Reproduce each line of the records below verbatim, omitting the pictures.

INPUT RECORDS:
** Begin **
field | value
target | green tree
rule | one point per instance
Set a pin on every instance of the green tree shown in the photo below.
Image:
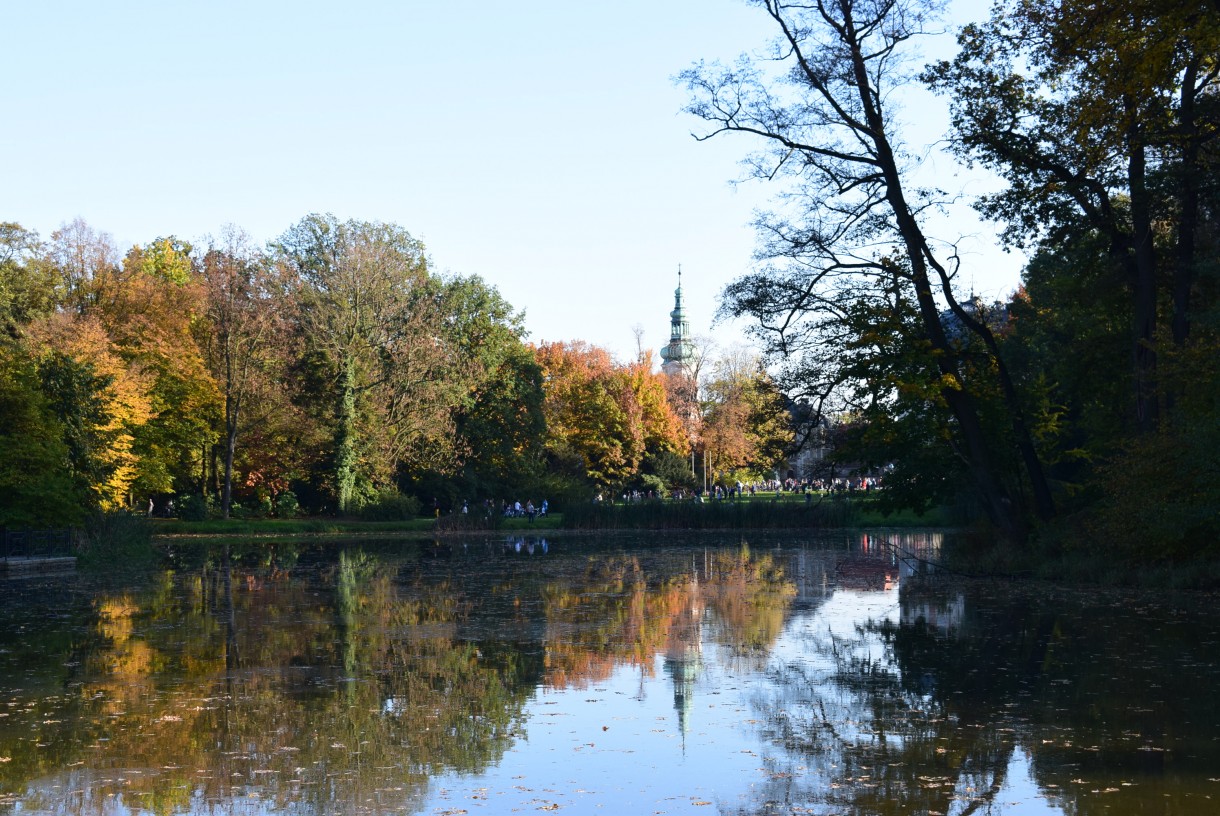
** End **
RIGHT ANSWER:
field | value
target | green tree
rule | one point per instance
Set a pin on every instance of the green tree shown in the photo below.
Image:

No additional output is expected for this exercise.